How Man City turned season around to win Premier League

Manchester City’s latest Premier League title victory was a triumph of strategy, perseverance and no shortage of quality in a pandemic-affected season like no other, ultimately making it one of the most satisfying of Pep Guardiola’s distinguished career.

Here’s how City reclaimed English football’s biggest prize:

CAMPAIGN STRATEGY

City started the league a week late owing to its involvement in the final stages of last season’s Champions League, meaning an already-compressed campaign — owing to the pandemic — was even more condensed. Guardiola tailored his strategy accordingly, going against many of his principles as a result. Game management was key, with energy preservation so important this season. Instead of going on the attack continuously, City was often seen sitting on a 1-0 or 2-0 lead. Guardiola publicly railed against the league’s decision to only give each team three substitutes, unlike every other major league in Europe, but then often didn’t make his full allocation of changes so that players not selected got a full breather. Guardiola’s lineups, especially early in the season, often featured two sitting midfielders to reflect a more cautious approach by one of football’s most attack-minded coaches. All this, coupled with the depth of the squad, has helped City last the course of the season better than anyone else.

(Data records)
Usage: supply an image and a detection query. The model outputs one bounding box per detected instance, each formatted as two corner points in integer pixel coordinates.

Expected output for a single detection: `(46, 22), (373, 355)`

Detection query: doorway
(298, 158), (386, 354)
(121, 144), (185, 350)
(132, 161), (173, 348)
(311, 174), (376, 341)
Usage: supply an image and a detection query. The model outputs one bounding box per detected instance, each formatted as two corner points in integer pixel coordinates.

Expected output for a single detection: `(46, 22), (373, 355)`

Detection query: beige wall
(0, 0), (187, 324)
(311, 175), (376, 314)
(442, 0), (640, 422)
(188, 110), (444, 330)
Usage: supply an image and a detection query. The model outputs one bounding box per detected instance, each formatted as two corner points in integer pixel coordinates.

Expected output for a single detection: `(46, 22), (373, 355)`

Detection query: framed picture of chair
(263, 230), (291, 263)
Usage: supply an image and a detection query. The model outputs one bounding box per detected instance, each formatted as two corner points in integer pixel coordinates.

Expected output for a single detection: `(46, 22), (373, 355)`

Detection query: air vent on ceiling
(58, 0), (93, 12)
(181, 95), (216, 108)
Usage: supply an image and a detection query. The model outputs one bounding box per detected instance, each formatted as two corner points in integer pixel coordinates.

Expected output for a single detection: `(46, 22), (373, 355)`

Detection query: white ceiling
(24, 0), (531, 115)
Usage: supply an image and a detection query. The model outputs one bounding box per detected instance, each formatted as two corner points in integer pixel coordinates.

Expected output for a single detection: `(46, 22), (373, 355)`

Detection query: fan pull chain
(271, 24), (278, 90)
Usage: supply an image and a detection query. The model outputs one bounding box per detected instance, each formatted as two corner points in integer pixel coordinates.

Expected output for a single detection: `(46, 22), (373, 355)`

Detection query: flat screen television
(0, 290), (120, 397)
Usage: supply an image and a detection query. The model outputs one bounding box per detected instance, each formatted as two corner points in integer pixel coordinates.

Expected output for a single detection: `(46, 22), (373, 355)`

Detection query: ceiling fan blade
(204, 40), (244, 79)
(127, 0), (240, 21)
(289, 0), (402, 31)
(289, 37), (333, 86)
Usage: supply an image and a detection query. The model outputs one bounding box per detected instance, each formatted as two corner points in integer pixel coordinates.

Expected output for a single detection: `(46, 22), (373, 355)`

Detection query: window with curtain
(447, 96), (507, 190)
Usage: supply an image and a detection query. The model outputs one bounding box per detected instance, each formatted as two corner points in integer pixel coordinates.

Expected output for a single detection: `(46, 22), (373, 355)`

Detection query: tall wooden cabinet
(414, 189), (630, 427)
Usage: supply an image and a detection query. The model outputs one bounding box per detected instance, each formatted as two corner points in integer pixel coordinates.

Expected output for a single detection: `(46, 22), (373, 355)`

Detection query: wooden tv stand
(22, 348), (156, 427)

#### Instructions
(a) Copy the passage of the Man City title article between "How Man City" and "Guardiola’s distinguished career.", inclusive.
(b) Proceed with the article on Manchester City's Premier League title win, picking up after its final sentence.

#### Set of answers
(a)
How Man City turned season around to win Premier League

Manchester City’s latest Premier League title victory was a triumph of strategy, perseverance and no shortage of quality in a pandemic-affected season like no other, ultimately making it one of the most satisfying of Pep Guardiola’s distinguished career.

(b)
RALLYING CRY

Still, it didn’t stop City from making an underwhelming start to the season. Goals were scarcer than usual with strikers Sergio Aguero and Gabriel Jesus mostly unavailable, a 5-2 home loss to Leicester in City’s second game had Guardiola questioning himself, and playing catch-up with fixtures left the team languishing in midtable. After a 2-0 loss at Tottenham on Nov. 21, City was in 11th place on just 12 points from eight games and club captain Fernandinho felt enough was enough. “It was the moment that I decided to talk to everyone,” he said about a players meeting after which City improved. “I tried to show them our responsibility to represent Manchester City, what they expect from us, what the fans expect from us. So, it was a very frank conversation.” It wasn’t the only time Fernandinho delivered some home truths to the City squad. On Jan. 1, the Brazilian held what he described as “emergency” talks with his teammates about their “inexcusable” performance in training. “Everyone already knew we needed to change … We needed to be shaken,” Fernandinho said.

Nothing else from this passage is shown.